■ WORK TO DO
1/ In the account of the trip to the Daily Show, what reason is given for the Q train having to go local?
2/ Continue the account of the trip to the Daily Show, starting right after its last sentence.

■ SELECTED EXCERPT
************

At around 4pm I caught the Q into Manhattan. Tonight was to be a second attempt at being in the studio audience of the Daily Show. After waiting in line and failing to get in some weeks ago, Gretchen and I had graduated to the VIP line, which would assure us seats as long as we got there by 5:20pm. Frighteningly, though, today proved to be one of those rare schedule-nuking "bad Q days." The Q, you see, is normally a very fast subway line that cuts diagonally across Manhattan from Chinatown to the Empire State Building with only one or two stops in between. Today, though, there was "a stalled train on the express track" forcing my train to "go local." It could have been worse; I've been on the Q when it was sent from Brooklyn down to the tip of Manhattan instead of starting in Chinatown. Nonetheless, it was running slow, with lots of mid-tunnel stops, periods of crawling progress, and even a couple useless halfway-into-the-station stops. By the time I got our at 57th Street, I was in a panic about how much time I had. I ran most of the way from there to the Daily Show headquarters (between 10th and 11th Street on 54th Street). Manhattan's long blocks seem especially so when you have a place you need to be.

************

Excerpts from point annotation data:
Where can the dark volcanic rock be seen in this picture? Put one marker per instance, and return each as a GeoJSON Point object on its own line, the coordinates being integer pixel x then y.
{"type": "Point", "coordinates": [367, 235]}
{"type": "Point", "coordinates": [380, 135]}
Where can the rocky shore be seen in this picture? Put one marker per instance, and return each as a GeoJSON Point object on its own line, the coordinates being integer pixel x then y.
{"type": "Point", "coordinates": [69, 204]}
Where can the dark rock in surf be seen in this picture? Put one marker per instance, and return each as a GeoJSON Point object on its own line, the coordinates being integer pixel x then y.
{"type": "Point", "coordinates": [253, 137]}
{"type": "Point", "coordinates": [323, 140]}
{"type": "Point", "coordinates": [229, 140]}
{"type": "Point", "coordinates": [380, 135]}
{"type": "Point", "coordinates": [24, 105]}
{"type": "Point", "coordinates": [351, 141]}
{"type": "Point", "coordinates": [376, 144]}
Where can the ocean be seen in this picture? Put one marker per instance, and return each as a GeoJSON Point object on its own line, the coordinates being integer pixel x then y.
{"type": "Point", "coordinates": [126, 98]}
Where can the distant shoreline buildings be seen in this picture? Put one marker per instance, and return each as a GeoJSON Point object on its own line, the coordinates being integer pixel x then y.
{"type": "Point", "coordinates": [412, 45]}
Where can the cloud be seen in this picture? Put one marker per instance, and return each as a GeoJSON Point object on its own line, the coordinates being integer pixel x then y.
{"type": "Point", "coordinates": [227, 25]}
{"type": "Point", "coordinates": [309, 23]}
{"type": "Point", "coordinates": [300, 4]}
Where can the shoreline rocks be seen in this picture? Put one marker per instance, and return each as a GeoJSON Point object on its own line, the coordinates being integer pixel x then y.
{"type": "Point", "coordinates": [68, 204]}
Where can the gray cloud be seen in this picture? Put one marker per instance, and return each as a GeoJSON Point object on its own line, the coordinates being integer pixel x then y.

************

■ ANSWERS
1/ There was a stalled train on the express track.

2/
When I got to the studios, the only other person in my contingent who'd yet arrived was Mikila (she and her boyfriend Drew were to be our +2). A little later Drew showed up, obviously having run a large fraction of the distance. Last of all was Gretchen, who said she'd been forced to run all the way from 14th Street. I could tell Gretchen had a plan up her sleeve to ask Jon Stewart to be a witness at our wedding, because she was nervous and was carrying an envelope that obviously contained the letter she'd written for him.

Gretchen P____ and Gus Mueller
9__ President Street, #1R
Brooklyn, NY 11215
(718) 623-_____, g_____@yahoo.com

September 19, 2002

Dear Jon Stewart,

My sweetheart Gus and I would like to invite you to play witness at our city hall wedding. We would provide you with not only the warm-belly feeling of having done a whimsical mitzvah, but also all the beer you care to drink following the humble ceremony.

The idea occurred to me as Gus and I were tuned in the other night. We'd been faithful and enthusiastic watchers for years, and I dreamed two lovely moments into one: Jon Stewart in the municipal building as Gus puts the big plastic eyeball ring on my finger. Though he loves the idea as much as I do, Gus thinks I'm crazy for even asking you—let's show him!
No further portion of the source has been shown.